* TO BE DONE
Please copy the entries below word for word, beginning with the line that contains "Can you find the human" and continuing through the line that contains "x=296, y=418".

* MATERIAL PROVIDED

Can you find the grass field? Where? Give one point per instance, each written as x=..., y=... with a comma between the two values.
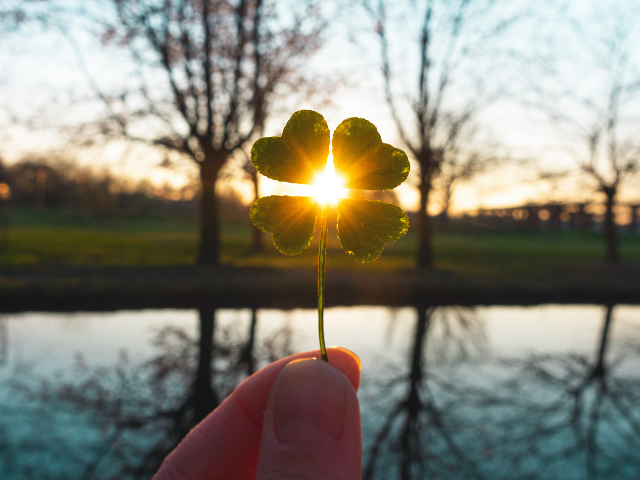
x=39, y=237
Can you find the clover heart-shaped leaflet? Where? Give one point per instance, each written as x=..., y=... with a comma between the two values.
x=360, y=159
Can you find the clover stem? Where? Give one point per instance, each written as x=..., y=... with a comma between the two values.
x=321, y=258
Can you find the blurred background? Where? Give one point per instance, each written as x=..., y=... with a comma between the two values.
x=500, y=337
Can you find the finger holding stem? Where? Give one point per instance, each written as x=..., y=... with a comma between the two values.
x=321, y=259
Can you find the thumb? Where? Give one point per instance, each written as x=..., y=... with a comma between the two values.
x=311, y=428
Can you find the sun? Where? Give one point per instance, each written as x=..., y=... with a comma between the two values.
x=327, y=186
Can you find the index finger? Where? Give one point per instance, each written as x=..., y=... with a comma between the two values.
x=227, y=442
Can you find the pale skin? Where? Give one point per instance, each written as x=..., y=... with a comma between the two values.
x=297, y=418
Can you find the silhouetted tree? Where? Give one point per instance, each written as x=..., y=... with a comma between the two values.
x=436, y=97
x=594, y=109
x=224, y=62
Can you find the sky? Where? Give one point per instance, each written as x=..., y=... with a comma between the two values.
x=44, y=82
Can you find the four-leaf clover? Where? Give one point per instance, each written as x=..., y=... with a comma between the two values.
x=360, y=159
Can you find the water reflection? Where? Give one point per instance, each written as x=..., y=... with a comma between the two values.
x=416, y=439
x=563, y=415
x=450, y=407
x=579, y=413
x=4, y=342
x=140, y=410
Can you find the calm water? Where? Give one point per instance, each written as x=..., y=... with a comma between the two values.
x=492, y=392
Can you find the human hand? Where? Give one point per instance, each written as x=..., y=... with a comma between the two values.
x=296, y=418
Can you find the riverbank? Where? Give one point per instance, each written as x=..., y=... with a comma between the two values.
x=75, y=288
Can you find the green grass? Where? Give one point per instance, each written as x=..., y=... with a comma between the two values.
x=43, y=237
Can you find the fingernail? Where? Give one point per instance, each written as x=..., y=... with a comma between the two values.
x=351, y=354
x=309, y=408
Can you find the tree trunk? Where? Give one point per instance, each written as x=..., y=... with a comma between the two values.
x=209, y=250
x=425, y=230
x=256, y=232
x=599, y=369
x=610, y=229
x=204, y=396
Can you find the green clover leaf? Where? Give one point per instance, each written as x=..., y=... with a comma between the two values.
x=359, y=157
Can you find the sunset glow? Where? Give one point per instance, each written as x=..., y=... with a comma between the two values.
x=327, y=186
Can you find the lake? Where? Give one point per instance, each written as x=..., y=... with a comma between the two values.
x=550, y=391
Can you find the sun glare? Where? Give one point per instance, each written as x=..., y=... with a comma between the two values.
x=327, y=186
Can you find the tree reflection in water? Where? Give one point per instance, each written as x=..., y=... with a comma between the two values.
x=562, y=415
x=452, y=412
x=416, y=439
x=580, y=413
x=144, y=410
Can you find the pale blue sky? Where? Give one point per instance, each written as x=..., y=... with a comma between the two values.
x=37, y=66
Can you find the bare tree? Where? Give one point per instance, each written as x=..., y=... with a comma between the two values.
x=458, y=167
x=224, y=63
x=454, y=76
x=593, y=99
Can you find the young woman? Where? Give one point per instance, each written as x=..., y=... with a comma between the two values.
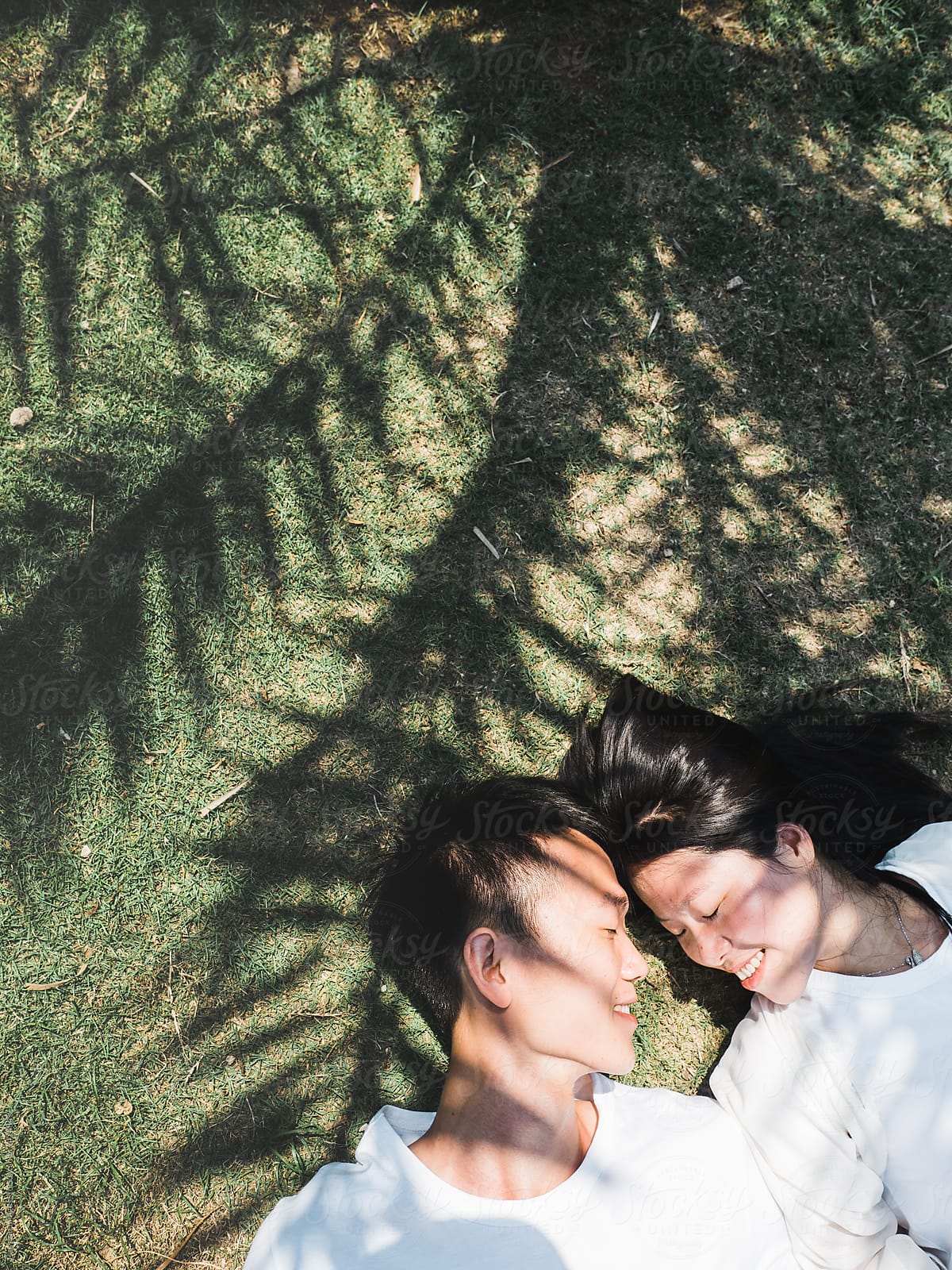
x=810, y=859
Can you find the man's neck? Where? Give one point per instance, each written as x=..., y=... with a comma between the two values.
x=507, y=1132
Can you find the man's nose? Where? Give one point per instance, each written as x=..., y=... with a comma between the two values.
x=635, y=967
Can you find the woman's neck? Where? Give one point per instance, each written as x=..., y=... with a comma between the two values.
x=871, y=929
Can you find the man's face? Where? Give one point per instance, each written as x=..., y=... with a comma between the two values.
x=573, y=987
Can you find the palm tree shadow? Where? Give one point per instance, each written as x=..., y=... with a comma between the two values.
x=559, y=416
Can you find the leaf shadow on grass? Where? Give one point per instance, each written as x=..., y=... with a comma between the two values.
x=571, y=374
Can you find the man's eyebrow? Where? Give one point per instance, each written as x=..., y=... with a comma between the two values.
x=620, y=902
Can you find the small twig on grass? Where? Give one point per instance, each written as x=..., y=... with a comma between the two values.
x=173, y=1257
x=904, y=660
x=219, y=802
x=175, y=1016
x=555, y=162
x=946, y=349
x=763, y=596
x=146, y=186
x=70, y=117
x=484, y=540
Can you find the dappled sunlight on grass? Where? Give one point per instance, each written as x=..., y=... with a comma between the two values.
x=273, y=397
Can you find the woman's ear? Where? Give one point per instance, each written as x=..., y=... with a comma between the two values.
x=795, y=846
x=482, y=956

---

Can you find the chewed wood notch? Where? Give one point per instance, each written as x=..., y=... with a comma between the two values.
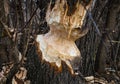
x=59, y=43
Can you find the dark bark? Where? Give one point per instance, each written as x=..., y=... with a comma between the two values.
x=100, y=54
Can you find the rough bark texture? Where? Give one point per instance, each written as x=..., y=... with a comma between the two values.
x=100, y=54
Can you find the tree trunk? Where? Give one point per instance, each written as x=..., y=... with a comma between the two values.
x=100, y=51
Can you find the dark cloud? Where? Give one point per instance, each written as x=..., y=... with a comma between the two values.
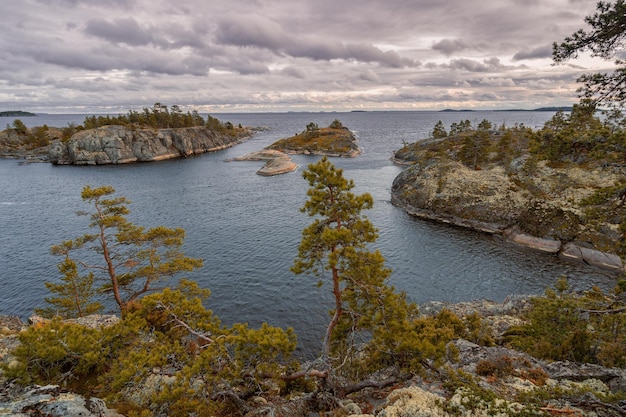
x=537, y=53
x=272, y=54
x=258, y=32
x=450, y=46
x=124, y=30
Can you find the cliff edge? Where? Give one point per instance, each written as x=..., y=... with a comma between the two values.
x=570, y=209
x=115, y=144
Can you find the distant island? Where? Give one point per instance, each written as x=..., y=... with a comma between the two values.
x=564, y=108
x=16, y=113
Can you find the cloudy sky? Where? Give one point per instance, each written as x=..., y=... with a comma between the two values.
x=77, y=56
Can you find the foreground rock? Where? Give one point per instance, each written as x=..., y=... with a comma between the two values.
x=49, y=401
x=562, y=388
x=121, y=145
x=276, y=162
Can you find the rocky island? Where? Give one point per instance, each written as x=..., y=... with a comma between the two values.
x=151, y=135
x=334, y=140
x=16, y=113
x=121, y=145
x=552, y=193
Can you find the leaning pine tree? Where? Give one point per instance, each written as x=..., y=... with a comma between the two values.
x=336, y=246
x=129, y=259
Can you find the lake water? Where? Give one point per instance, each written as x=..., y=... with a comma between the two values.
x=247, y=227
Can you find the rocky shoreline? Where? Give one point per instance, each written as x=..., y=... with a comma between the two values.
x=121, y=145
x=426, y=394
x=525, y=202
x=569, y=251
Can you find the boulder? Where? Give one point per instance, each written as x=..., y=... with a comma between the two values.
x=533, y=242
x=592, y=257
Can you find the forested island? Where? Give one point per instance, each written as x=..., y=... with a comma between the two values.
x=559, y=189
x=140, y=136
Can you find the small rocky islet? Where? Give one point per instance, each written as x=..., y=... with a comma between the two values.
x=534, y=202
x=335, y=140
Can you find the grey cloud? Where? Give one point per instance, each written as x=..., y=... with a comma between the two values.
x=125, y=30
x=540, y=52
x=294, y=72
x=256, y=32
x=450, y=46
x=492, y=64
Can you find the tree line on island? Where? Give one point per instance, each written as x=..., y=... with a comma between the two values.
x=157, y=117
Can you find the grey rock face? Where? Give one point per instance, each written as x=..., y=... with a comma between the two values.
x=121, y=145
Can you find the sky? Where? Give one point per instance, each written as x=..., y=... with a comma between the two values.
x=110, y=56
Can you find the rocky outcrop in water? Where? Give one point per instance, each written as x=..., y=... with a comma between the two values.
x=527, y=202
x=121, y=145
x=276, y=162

* EXERCISE OUTPUT
Can you find the human hand? Where? Give one point per instance, each written as x=..., y=... with a comma between the two values.
x=296, y=418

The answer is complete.